WORK TASK 1:
Do these statements agree with the news report on the meningitis outbreak? Answer yes or no for each, quoting the deciding words of the report exactly.
(a) Leanne Lester was the first pupil from Banbury School to become infected.
(b) Shotton Hall Comprehensive closed early for the Christmas break on Wednesday.
(c) The strain C vaccination protects adults for more than ten years.
WORK TASK 2:
Could you extend the news report on the meningitis outbreak past its final paragraph?

PAGE EXTRACT:

More than 1,300 pupils and staff at a school in Durham were yesterday vaccinated against meningitis and given antibiotics following the largest suspected outbreak of the disease to date.
The vaccinations came as a young girl and a baby became the latest to die from the disease. Leanne Lester, a 15-year-old from Banbury, the second pupil from Banbury School to become infected, died on Thursday morning. On the same day a seven-week-old baby died of meningococcal septicaemia at North Tyneside General hospital.
Nine pupils aged between 12 and 16 at Shotton Hall Comprehensive, in Peterlee, are being treated in local hospitals for meningitis. The school closed early for the Christmas break on Wednesday after scores of parents kept their children away.
Two of the cases have been confirmed as meningococcal meningitis. One was described as poorly but stable and the other as improving. Doctors are waiting for test results on seven other pupils which will be available by Monday.
Dr Vivien Hollyoak, consultant in communicable disease control for the County Durham Health Commission, said the vaccination against meningitis strain C, which began at 9.30am yesterday, was "a precaution only".
The vaccination, which is still regarded as experimental, is used only in emergency situations. Protection in adults lasts between three and five years and it is not very effective in younger children. About 90 per cent of people vaccinated develop antibodies against the strain C bacterium.
The National Meningitis Trust said that its helpline was being inundated with calls from worried parents, particularly from County Durham, Hertfordshire, Lincolnshire and Oxfordshire, where there have been highly publicised cases in the past few weeks.
Hospitals are under intense pressure because of a high number of flu cases, predominantly among the elderly, and suspected meningitis cases which are being referred by GPs as a precaution.

RECORD EXTRACTS:
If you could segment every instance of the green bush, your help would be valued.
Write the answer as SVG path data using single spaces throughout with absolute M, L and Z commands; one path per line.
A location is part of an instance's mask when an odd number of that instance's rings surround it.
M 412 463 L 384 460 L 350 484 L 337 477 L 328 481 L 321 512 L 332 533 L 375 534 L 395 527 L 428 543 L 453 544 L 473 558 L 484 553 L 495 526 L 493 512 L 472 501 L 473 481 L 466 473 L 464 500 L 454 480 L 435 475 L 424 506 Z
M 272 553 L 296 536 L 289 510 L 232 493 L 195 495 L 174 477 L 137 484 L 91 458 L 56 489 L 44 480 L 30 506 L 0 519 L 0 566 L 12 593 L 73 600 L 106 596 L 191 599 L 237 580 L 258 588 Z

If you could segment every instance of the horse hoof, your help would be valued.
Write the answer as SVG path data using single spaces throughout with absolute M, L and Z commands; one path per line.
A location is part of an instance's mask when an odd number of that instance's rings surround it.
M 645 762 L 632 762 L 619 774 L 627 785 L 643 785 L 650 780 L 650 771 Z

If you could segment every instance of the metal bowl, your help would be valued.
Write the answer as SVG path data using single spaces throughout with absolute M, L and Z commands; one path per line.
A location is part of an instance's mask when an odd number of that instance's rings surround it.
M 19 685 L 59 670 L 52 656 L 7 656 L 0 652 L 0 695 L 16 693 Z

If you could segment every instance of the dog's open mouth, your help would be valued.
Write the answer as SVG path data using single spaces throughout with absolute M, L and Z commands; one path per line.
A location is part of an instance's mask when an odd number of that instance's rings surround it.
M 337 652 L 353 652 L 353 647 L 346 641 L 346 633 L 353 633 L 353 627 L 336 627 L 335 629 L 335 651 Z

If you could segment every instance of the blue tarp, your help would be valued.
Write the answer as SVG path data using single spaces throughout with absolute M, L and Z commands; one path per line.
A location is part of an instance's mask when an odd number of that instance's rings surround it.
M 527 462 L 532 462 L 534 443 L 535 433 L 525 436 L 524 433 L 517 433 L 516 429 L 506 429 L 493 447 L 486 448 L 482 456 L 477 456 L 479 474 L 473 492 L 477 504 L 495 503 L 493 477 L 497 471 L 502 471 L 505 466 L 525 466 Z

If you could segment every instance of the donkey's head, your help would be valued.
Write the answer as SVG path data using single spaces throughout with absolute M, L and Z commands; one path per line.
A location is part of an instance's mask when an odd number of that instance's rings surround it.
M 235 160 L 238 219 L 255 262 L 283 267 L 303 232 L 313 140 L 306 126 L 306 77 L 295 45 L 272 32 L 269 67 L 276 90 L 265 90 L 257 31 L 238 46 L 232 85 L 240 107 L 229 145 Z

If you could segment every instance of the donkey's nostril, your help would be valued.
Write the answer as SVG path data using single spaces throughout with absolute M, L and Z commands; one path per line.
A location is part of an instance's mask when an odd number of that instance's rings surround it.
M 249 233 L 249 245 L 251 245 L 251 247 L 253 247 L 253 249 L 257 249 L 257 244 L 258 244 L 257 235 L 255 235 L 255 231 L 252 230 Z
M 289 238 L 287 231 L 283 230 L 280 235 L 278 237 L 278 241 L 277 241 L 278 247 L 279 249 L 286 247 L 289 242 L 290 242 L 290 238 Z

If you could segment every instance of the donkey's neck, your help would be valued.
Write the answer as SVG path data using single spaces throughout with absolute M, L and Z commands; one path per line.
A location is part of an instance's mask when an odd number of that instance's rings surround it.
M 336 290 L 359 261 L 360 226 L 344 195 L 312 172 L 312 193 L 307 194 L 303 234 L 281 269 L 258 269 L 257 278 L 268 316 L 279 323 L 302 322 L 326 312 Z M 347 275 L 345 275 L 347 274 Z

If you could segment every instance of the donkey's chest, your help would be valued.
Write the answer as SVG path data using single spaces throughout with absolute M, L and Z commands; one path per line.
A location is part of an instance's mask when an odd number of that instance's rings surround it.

TASK ANSWER 1:
(a) No: "the second pupil from Banbury School to become infected"
(b) Yes: "The school closed early for the Christmas break on Wednesday"
(c) No: "Protection in adults lasts between three and five years"

TASK ANSWER 2:
Leanne, who would have been 16 tomorrow, was put on a life-support machine at Horton General hospital, in Banbury, on Tuesday, but her condition continued to deteriorate. A 14-year-old fellow pupil is now recovering in hospital.
Despite the perception that meningitis cases are running at an unprecedented level, the Public Health Laboratory Service says that there is no evidence of a real rise this season, or of extra-virulent bacterial strains. "There have been a number of clusters in a short space of time. But what we are probably seeing is the usual winter peak which occurs in January happening earlier this year," a spokeswoman said.
She added that the public and the media have been "sensitised" to the disease by the outbreak in Lincolnshire in November which resulted in a total of seven cases with five deaths. As a result, more individual cases and clusters of cases are being reported with increased frequency. GPs are also on the alert so that cases of suspected meningitis are running at 17 to 20 per cent higher than last year.
However, in the week ending 2 December, the service had laboratory confirmation of 1,151 cases of meningococcal meningitis and meningococcal septicaemia. In the same period in 1994 the figure was 1,037; 1,164 in 1993; 1,194 in 1992; 1,305 in 1991 and 1,397 in 1990.